ЗАДАНИЕ: Пожалуйста, повторите дословно фрагмент текста о декабристе Лунине, начиная со слов «Он, например, утверждал, что» и заканчивая словами «грехи перед Всевышним.».

Читать «Приметы и религия в жизни А. С. Пушкина» онлайн - страница 35

Владимир Владмели

Требовалось лишь создать иллюзию справедливости и декабристу уже в острог послали несколько вопросов. Лунин отвечал на них с презрительной насмешкой.

Он, например, утверждал, что писал статью не по своей воле, а по просьбе коменданта Петровской тюрьмы, генерала Лепарского, который “желая иметь подробные сведения о Тайном Обществе, обратился к нему, как к одному из учредителей”. При этом он “не нуждался ни в чьей помощи для составления статьи о предмете, который, к несчастью, ему слишком хорошо знаком”. Никто из его друзей “Взгляд…” не читал, только декабрист Иванов попросил это произведение, но и то лишь потому, что оно было написано по-французски, а Иванов, находясь на поселении и не зная, чем заняться, начал изучать французский язык.

Михаил Сергеевич очень хорошо знал, что проверить его слова, а тем более привлечь к ответу любопытствующего генерала или страдающего от безделья каторжника, было нельзя: оба они уже отвечали за свои грехи перед Всевышним.

XIII

Лунина продержали несколько дней в Нерчинске, а затем повезли дальше, в Акатуй. Это была самая страшная тюрьма. Николай I хотел упрятать туда всех декабристов и лишь общественное мнение заставило его изменить первоначальные планы. Родственники заключенных считали, что в окрестностях Акатуя гибнет все живое и ссылка туда равносильна смертной казни с очень небольшой отсрочкой.

Уже само здание тюрьмы не предвещало ничего хорошего.

ПРЕДОСТАВЛЕННЫЕ ЗАПИСИ:

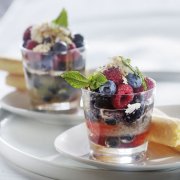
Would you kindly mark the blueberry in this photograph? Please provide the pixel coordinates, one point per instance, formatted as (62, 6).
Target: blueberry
(78, 40)
(103, 102)
(46, 62)
(136, 114)
(134, 80)
(92, 115)
(127, 138)
(138, 98)
(109, 88)
(53, 90)
(111, 121)
(60, 47)
(112, 142)
(37, 82)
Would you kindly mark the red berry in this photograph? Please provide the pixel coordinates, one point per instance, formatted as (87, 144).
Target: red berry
(31, 44)
(150, 84)
(71, 46)
(123, 97)
(113, 74)
(27, 34)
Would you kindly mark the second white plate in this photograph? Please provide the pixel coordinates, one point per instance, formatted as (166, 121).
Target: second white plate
(19, 103)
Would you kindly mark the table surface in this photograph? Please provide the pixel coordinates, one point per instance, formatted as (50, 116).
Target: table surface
(148, 33)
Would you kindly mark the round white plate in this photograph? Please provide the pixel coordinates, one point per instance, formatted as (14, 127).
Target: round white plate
(74, 144)
(19, 103)
(30, 145)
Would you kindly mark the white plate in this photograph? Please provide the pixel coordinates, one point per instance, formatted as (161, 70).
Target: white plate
(19, 103)
(29, 144)
(74, 144)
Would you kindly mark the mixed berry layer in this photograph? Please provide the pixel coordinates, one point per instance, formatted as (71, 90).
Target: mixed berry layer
(118, 103)
(48, 50)
(118, 113)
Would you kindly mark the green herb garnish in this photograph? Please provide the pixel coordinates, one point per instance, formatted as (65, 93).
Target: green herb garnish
(77, 80)
(62, 19)
(136, 71)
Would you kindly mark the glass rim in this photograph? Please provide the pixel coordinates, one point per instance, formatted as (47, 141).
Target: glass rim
(138, 93)
(23, 49)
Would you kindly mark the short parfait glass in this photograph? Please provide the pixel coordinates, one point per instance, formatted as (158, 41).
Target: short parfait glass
(47, 90)
(118, 135)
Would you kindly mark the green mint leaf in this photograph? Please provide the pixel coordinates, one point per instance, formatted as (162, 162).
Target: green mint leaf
(127, 62)
(62, 19)
(96, 80)
(75, 79)
(139, 73)
(136, 71)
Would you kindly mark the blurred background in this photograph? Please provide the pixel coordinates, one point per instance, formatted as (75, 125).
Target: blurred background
(146, 31)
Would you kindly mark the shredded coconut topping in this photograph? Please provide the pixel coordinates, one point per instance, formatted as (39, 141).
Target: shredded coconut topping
(44, 30)
(117, 63)
(42, 48)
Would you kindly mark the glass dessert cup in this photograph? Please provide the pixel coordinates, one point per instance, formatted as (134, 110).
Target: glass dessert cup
(118, 135)
(47, 90)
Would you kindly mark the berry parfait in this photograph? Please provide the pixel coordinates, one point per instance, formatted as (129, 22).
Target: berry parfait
(49, 49)
(118, 103)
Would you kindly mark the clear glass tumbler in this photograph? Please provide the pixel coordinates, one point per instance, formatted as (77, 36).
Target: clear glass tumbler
(47, 90)
(118, 135)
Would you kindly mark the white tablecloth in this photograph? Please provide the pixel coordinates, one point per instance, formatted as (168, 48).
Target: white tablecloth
(146, 31)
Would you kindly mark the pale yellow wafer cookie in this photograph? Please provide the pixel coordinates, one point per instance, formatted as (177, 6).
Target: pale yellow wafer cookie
(166, 131)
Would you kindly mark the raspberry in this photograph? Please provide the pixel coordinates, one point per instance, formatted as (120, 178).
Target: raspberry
(71, 46)
(27, 34)
(31, 44)
(113, 74)
(124, 96)
(149, 83)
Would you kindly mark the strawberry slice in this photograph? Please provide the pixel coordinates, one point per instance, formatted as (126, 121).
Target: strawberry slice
(123, 97)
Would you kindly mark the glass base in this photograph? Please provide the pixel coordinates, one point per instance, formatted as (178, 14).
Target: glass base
(58, 107)
(118, 155)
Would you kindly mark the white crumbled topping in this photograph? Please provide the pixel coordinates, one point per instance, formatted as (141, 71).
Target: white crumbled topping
(124, 80)
(117, 63)
(43, 48)
(132, 107)
(44, 30)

РЕЗУЛЬТАТ ВЫПОЛНЕНИЯ:
Он, например, утверждал, что писал статью не по своей воле, а по просьбе коменданта Петровской тюрьмы, генерала Лепарского, который “желая иметь подробные сведения о Тайном Обществе, обратился к нему, как к одному из учредителей”. При этом он “не нуждался ни в чьей помощи для составления статьи о предмете, который, к несчастью, ему слишком хорошо знаком”. Никто из его друзей “Взгляд…” не читал, только декабрист Иванов попросил это произведение, но и то лишь потому, что оно было написано по-французски, а Иванов, находясь на поселении и не зная, чем заняться, начал изучать французский язык.

Михаил Сергеевич очень хорошо знал, что проверить его слова, а тем более привлечь к ответу любопытствующего генерала или страдающего от безделья каторжника, было нельзя: оба они уже отвечали за свои грехи перед Всевышним.